Texto fuente
•••

Un nuevo paper publicado en el Bulletin of Latin American Research replantea el uso de la fuerza por el Ejército y la Policía durante la llamada Guerra Sucia en el México de la segunda mitad del siglo XX.
Los académicos Alexander Aviña y Benjamin T. Smith describen que a finales de la década de los años 40, luego de la masacre de unos derechistas en Guanajuato, el gobierno federal aceptó un «marco» de protestas y acciones civiles que iban desde la ocupación de tierras y manifestaciones por una mejora en los servicios básicos hasta la expulsión de alcaldes o el asesinato de caciques que eran rechazados por los pobladores.
Es a partir de los años 60, cuando la postura del gobierno federal cambia radicalmente y el Estado en su capacidad represora aumenta, al expandir el número de militares de unos 67 mil en 1970 hasta 140 mil en 1990; el crecimiento también se da entre oficiales que trabajaban para la Dirección Federal de Seguridad que eran solo 120 en 1965 y para 1984 sumaban más de 3000.
Cabe señalar que es en este mismo periodo que Estados Unidos comienza a financiar las operaciones, enviar armamento, equipo táctico y entrenar “en masa” a los militares.
La intervención de Estados Unidos en la política nacional de seguridad y la elección de Gustavo Díaz Ordaz, impulsó la represión de las protestas urbanas como el uso de granderos, los halcones; sospechosos de ser guerrilleros y estudiantes radicales fueron torturados y detenidos e incluso desaparecidos o muertos. Incluso el asesinato de caciques era seguido por “campañas extrajudiciales de terror”.
Campañas como el Plan Telaraña desplegado en los 60’s contempló no solo la persecución de los grupos guerrilleros, pero también labores sociales de los militares como la reparación de escuelas y la atención médica a la población rural del país.
Al tiempo que la represión avanzaba, la tortura se volvió “institucionalizada y generalizada”. Entre los 60’s y los 80’s, la Suprema Corte avaló que la declaración inicial de un prisionero tuviera más valor que aquella ante un juez; dio luz verde a las confesiones luego de estar preso por un tiempo prolongado e incluso que los signos de tortura no invalidaban las confesiones.
Los investigadores Aviña y T. Smith afirman que los métodos de tortura que eran usados por las autoridades principalmente contra guerrilleros “dieron un salto” a otros grupos y se comenzó a aplicar contra narcotraficantes y productores para sacarles confesiones u obligarlos a pagar “derecho de piso”. A esto se incluye la violencia sexual por los agentes del Estado fuera contra guerrilleras, campesinas, las parejas y las hijas incluso menores de los detenidos o de quienes se pretendía capturar.
La persecución fue tan brutal que un hermano del líder guerrillero Lucio Cabañas afirmó que hasta 100 miembros de su familia fueron desaparecidos.
Las operaciones de la Guerra Sucia por las fuerzas del Estado, señalan los académicos, se expandió con los años de guerrilleros a narcotraficantes, ladrones de ganado, campesinos, “paracaidistas”, grupos indígenas, homosexuales, trabajadores sexuales y otros grupos marginados.
El paper afirma que estas nuevas investigaciones dan pistas de que la represión durante la Guerra Sucia “no surgió de una campaña estatal anticomunista sino de prácticas institucionales de limpieza social”.
Además concluyen que tanto las Fuerzas Armadas como la DFS obtenían parte de su presupuesto de la extorsión de grupos narcotraficantes que luego eran usados en al menos un caso documentado para asesinar a activistas de izquierda, por lo que la expansión de la persecución de los grupos criminales se trataba también de un interés económico para hacerse de presupuesto para financiar sus operaciones.
El financiamiento de las extorsiones, los vínculos entre las fuerzas de seguridad y los políticos que aseguraban alianzas en el interior del país y la impunidad, la nula persecución a los crímenes del Estado permitieron la continuación de estas políticas, sentencian.

•••

Datos proporcionados
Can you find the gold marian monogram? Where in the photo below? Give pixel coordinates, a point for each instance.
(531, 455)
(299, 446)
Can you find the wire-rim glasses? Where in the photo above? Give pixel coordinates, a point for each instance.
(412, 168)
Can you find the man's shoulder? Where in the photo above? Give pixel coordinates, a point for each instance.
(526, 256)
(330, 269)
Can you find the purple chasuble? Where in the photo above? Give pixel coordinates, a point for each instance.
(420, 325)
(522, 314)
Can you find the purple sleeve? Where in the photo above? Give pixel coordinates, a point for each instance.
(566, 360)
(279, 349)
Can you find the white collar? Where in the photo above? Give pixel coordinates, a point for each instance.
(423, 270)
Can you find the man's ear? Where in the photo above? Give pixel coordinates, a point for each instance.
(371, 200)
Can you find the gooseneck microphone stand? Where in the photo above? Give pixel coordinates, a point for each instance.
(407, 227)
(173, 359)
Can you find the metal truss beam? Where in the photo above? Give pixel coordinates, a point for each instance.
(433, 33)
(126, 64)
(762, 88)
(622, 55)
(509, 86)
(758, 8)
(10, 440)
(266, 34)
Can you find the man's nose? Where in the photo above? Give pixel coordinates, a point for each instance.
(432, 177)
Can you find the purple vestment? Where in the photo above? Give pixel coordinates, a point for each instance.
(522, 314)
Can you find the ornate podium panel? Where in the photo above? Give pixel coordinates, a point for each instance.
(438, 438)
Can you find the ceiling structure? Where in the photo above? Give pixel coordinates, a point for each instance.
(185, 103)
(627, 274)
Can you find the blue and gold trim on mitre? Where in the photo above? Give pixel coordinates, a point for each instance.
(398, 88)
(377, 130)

•••

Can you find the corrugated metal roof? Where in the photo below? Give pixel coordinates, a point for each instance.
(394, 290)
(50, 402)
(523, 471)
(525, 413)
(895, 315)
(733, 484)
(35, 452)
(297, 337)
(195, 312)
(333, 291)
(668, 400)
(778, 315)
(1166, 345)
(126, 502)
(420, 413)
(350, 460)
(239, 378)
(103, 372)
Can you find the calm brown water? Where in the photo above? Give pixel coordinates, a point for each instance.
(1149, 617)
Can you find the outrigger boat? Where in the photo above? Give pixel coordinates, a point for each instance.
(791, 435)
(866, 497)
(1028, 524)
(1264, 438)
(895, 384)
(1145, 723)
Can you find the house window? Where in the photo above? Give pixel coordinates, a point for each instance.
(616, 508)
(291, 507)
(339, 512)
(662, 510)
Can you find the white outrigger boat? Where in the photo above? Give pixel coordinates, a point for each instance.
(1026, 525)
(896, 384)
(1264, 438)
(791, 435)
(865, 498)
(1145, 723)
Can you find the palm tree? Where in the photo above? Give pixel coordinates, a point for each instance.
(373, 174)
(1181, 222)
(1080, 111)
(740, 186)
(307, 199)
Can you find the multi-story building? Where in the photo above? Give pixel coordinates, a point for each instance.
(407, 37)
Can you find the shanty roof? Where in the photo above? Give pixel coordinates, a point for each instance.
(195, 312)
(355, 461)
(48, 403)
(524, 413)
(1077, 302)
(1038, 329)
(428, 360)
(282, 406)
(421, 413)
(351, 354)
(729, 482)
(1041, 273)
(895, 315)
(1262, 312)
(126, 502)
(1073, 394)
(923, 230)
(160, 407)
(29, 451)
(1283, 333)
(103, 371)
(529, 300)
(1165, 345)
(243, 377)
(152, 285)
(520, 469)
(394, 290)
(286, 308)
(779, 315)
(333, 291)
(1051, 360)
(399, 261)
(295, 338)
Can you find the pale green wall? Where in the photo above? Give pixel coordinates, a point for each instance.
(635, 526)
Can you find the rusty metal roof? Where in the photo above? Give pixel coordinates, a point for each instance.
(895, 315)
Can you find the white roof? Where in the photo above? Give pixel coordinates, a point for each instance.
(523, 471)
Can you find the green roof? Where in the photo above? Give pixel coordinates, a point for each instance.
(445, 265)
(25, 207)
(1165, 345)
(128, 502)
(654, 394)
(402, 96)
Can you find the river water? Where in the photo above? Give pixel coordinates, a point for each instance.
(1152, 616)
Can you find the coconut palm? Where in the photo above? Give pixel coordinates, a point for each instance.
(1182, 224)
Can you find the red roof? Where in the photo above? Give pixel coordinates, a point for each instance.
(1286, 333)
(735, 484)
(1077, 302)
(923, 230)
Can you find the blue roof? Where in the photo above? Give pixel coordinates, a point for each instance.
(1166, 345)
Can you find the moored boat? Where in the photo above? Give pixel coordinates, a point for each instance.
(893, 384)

•••

Tu objetivo
Según el texto sobre la Guerra Sucia en México, ¿por qué la expansión de la persecución de grupos criminales respondía también a un interés económico?

Solución
Porque tanto las Fuerzas Armadas como la DFS obtenían parte de su presupuesto extorsionando a grupos narcotraficantes. Perseguir a esos grupos les servía para conseguir presupuesto con que financiar sus operaciones.